### EXCERPTED TEXT
What’s your inflation story?


Trillions of 2008-2010 bailout dollars did not lead to price inflation.  Does this mean the Government can keep “printing” and spending trillions more (all of it deficit spending) with no side effects, indefinitely?  Democrats—looking to the next election—think so.  They are wrong.  What does this mean for you and your family?  What does it mean for the GOP?

  • Price inflation is often explained as “too much money chasing too few goods and services.”  What this describes is an imbalance in the supply of, and demand for, money.  
  • When there is more money in circulation than is necessary (demanded) to maintain the “real” (non-financial) economy—in other words, when money supply increases faster than goods and services available—the price of everything gets bid up, just like in a housing market under easy-credit conditions.  After all, the money has to “go” somewhere.  If consumers don’t rebel and stop spending, the price increases stick.
  • New money being “in circulation” is essential to broad-based price inflation.  If trillions of dollars are conjured up, but they go nowhere and merely sit with the banks, or bounce around between the Wall Street gambling dens, as in 2008-2016, price inflation outside of deeply finance-dependent assets (housing, stocks, commodities) is not possible.  For consumer prices to rise, new money must be made available to the “real” economy.
  • Price inflation is potentially more viscous and self-sustaining when there are already physical shortages in the economy, as in the USSR/Russia in 1990-1992.  Today, building trades contractors can hardly plan their schedules due to material shortages.  We hear about the extreme shortage in low-end labor in “blue” states, and how the global microchip shortage will affect everything from phones to cars to farm equipment through late 2022.  On a simpler note, it’s very hard to find Diet Sprite or diet ginger ale at 7-11 nowadays.  Surely, everyone has their own shortage story.

### PROMPT A
Please output the passage of the inflation article from "What’s your inflation" up to and including "demand for, money.", word for word.

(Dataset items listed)
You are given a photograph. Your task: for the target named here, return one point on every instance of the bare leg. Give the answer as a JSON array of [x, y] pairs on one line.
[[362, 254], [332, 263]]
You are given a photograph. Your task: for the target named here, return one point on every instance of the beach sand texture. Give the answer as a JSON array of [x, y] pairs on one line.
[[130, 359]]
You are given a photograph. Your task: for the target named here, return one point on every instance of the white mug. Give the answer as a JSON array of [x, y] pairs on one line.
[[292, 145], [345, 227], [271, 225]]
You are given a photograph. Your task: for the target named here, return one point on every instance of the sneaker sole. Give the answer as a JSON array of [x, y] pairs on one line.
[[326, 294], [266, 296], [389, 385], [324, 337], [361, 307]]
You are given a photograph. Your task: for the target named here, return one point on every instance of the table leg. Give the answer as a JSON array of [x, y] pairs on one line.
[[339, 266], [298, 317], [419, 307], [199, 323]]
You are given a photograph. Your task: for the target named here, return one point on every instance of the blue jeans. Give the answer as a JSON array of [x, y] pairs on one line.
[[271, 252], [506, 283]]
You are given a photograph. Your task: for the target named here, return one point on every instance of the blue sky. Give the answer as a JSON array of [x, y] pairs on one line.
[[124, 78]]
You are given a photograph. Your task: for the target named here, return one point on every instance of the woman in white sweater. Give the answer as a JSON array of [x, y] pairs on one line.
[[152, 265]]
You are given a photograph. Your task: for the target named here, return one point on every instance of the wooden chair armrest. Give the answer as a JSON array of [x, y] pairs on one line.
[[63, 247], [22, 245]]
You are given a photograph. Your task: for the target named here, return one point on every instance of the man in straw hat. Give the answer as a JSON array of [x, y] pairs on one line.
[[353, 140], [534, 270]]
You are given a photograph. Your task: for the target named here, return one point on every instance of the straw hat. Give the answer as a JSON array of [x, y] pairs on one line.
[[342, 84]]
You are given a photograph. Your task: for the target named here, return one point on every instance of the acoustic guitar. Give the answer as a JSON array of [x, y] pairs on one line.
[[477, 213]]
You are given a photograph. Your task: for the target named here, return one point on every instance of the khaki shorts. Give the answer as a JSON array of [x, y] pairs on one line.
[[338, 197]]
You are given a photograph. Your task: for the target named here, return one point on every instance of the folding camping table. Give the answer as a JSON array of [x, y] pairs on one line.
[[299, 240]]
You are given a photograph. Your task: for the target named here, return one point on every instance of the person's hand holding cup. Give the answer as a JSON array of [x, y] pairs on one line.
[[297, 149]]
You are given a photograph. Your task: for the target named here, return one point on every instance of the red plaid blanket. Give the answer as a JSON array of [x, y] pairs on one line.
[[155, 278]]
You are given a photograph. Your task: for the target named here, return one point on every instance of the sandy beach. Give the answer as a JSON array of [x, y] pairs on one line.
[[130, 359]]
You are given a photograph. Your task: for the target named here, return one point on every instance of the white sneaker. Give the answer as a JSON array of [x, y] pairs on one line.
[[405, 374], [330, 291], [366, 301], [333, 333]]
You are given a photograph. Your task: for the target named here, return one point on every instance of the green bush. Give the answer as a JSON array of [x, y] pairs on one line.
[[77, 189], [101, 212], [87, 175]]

### PROMPT B
Return the lines of the records from the line with "of the table" up to and including the line with "[[271, 252], [506, 283]]", unchanged.

### WRITTEN RESPONSE A
What’s your inflation story?


Trillions of 2008-2010 bailout dollars did not lead to price inflation.  Does this mean the Government can keep “printing” and spending trillions more (all of it deficit spending) with no side effects, indefinitely?  Democrats—looking to the next election—think so.  They are wrong.  What does this mean for you and your family?  What does it mean for the GOP?

  • Price inflation is often explained as “too much money chasing too few goods and services.”  What this describes is an imbalance in the supply of, and demand for, money.

### WRITTEN RESPONSE B
You are given a photograph. Your task: for the target named here, return one point on every instance of the table leg. Give the answer as a JSON array of [x, y] pairs on one line.
[[339, 266], [298, 317], [419, 307], [199, 323]]
You are given a photograph. Your task: for the target named here, return one point on every instance of the blue jeans. Give the answer as a JSON array of [x, y] pairs on one line.
[[271, 252], [506, 283]]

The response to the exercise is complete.